**Exercise**: Copy the data precisely, character for character, and leave out every picture.

**Dataset entries**:
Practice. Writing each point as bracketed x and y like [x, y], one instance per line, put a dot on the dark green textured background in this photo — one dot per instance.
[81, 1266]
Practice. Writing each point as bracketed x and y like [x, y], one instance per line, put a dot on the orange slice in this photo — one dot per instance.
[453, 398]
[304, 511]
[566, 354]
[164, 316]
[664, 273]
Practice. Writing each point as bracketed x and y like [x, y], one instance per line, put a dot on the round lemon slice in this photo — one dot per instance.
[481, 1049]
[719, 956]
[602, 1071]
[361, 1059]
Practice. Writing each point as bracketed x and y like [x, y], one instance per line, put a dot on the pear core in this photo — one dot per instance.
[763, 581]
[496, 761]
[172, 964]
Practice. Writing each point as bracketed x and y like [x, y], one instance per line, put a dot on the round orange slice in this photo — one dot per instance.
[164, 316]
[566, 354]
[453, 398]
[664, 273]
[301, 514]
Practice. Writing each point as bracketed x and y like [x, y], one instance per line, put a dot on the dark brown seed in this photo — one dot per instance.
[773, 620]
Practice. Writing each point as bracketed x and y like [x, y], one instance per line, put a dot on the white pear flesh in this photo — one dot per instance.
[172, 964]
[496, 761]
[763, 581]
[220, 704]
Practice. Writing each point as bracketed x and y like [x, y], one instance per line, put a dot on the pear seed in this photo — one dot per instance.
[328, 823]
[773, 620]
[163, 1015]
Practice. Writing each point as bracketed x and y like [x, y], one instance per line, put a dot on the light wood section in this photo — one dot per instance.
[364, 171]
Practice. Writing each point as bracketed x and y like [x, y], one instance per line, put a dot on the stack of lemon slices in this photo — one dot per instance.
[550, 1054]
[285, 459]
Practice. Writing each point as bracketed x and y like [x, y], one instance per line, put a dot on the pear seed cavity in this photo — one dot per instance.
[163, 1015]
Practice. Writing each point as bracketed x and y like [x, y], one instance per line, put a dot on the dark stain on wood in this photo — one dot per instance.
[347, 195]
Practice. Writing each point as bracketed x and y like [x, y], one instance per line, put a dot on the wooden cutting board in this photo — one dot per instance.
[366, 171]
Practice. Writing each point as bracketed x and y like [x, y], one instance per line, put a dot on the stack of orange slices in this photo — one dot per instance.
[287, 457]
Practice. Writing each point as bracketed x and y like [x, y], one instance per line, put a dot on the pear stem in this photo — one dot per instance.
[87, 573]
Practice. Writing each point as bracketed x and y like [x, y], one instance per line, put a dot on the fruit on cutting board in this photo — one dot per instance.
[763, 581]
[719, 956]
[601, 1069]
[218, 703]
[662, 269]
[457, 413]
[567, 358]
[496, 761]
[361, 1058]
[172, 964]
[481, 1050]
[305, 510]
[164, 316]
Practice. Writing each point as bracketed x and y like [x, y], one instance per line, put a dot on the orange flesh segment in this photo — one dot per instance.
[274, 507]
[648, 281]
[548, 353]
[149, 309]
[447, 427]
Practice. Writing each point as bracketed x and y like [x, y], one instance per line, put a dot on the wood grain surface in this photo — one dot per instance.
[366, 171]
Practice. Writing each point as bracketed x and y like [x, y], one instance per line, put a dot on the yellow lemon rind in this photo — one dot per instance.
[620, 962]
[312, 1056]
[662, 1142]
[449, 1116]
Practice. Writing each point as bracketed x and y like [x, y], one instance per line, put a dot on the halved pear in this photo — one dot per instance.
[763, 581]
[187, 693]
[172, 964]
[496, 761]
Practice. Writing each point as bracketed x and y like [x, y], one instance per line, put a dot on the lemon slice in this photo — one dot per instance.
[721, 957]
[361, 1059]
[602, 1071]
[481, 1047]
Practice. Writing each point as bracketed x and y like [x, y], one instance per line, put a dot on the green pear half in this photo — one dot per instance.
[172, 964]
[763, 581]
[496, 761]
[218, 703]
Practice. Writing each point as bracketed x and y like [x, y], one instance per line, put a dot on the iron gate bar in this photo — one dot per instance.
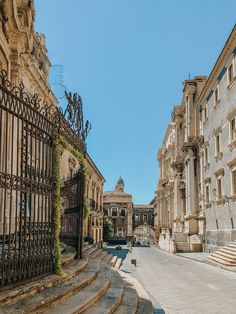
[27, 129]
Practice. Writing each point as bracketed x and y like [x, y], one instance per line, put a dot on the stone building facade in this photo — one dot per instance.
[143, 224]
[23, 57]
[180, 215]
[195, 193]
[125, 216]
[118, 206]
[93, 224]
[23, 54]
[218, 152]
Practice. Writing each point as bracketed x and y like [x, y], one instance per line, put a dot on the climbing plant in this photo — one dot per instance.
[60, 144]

**Exercise result**:
Practice. Writing each point as bracketed x and y like [x, y], one instance per line, put a dot on the dark green textured background in this photo — one dot per instance.
[81, 1266]
Practice. Writing each point as bracketed x and y like [x, y], one instance per line, put a dot on the orange slice in this photo — one dot per instance.
[453, 398]
[304, 511]
[566, 354]
[164, 316]
[664, 273]
Practice. Writing each point as bracketed x and y like [x, y], one instance per line, put a dot on the round lemon slice in this photo — one dot per instance.
[481, 1049]
[719, 956]
[602, 1071]
[361, 1059]
Practice. Writing each point as bracketed x and y like [x, y], one instance per line, put a dot on the pear core in this photo — one dot per instance.
[763, 581]
[496, 761]
[172, 964]
Practice. Writing each point as bracketed x and y like [x, y], one instance per line, put a dot on the round orange slice in this photo — one dot per instance.
[164, 316]
[566, 354]
[453, 398]
[664, 273]
[301, 514]
Practice. Writing each point as bracketed x and y like [x, y], one instance per line, put a dot on the dark brown seed in this photo — one dot per instance.
[773, 620]
Practice. Writing each point as bracketed x and y like [x, y], one instance per line, put a dot on the white pear flesh in this photo — one dot per instance.
[172, 964]
[496, 761]
[763, 581]
[220, 704]
Practice. Writing each point as bracketed x and y like [x, y], one instance per line, put a dot on the pear seed in this photo — one dot per instance.
[328, 823]
[773, 620]
[163, 1015]
Practice. Writing each point as bracketed x and y like [x, y], one instance per line, put a dot on the light wood section in this photo — one dot per instance.
[364, 171]
Practice. Writing each point as bracketed x and y like [x, y], one instance per line, put a dot on the stack of lemon slices in this photo — one dot per instance.
[550, 1054]
[285, 459]
Practice. Writing each point as bracketed x and y like [x, y], one instance per line, put a dot on the pear seed cavity in this photo — one dot per instance.
[163, 1015]
Practice. Writing each point as bracketed x and y like [x, y], one instance per line, put a dot on the dark stain on wood in this photo — one dot per instance.
[347, 195]
Practice. Writing each point as bracketed x and y like [x, y], one instance per line, put a dot on the wooden cutting board in this photo — one dot per instance.
[366, 171]
Practice. Writing each point as bracketed x and y like [x, y], one instance per line, put a dot on the stack of orange slices in this photo — one dot per instance.
[287, 457]
Practice. Writing each point as bracketed x and y like [x, y], one instance per line, put a dot on the pear stem in this photo — one dot per instance.
[87, 573]
Practice. Writing each point as bracketed x and y like [x, y], one instance per line, put a dot on the fruit on cutting board in this photo — one dot per instance.
[763, 581]
[719, 956]
[601, 1069]
[218, 703]
[662, 269]
[457, 413]
[567, 358]
[496, 761]
[361, 1058]
[172, 964]
[481, 1050]
[305, 510]
[164, 316]
Practice. Writing each point as bracketed x and y like [x, y], one instance per line, put a dot on the orange flesh segment in this photo — one dot per instance.
[274, 507]
[648, 281]
[548, 353]
[149, 309]
[447, 427]
Practice. Writing each point as bracketed x and y like [x, y], one instance per line, put a dot on the wood grain surface in this photo — one dot per instance.
[366, 171]
Practice. Writing each point as bracketed x and y like [x, y], one instance per line, put a dot on the yellow lemon rind in this photo — one dot per instance.
[620, 962]
[312, 1056]
[662, 1142]
[449, 1116]
Practice. Writing each point as bracketed x and y like [x, y], one instance per line, put a dot on the halved pear in this photo — one dot per instance.
[763, 581]
[187, 693]
[172, 964]
[496, 761]
Practice. Writing each point as bracketed x and y like [x, y], one instance per line, put a dot on the lemon slice in this photo — one dot per instance.
[721, 957]
[361, 1059]
[602, 1071]
[481, 1047]
Practice. Writing each point as bracketed x and y like [x, y], one instance per line, put a dot on the green pear half in this photo — one dot per instance.
[172, 964]
[763, 581]
[496, 761]
[218, 703]
Practice. Writing each point as bracketed x and y like [x, y], one instance per line, put a dot on the iron gate bar in this photo — one dot per instance.
[27, 129]
Practice. Writing each point as bracketed x and y like [x, y], one instance per line, put a dot on the stone building facade in this photo — one dot per instance.
[143, 224]
[23, 57]
[180, 215]
[195, 193]
[125, 216]
[118, 206]
[93, 224]
[23, 54]
[218, 152]
Practice. Writing each point as bracketed x and y like [x, y], one instance per line, put a dot on the climbing plant in this photo — one dot per instance.
[60, 144]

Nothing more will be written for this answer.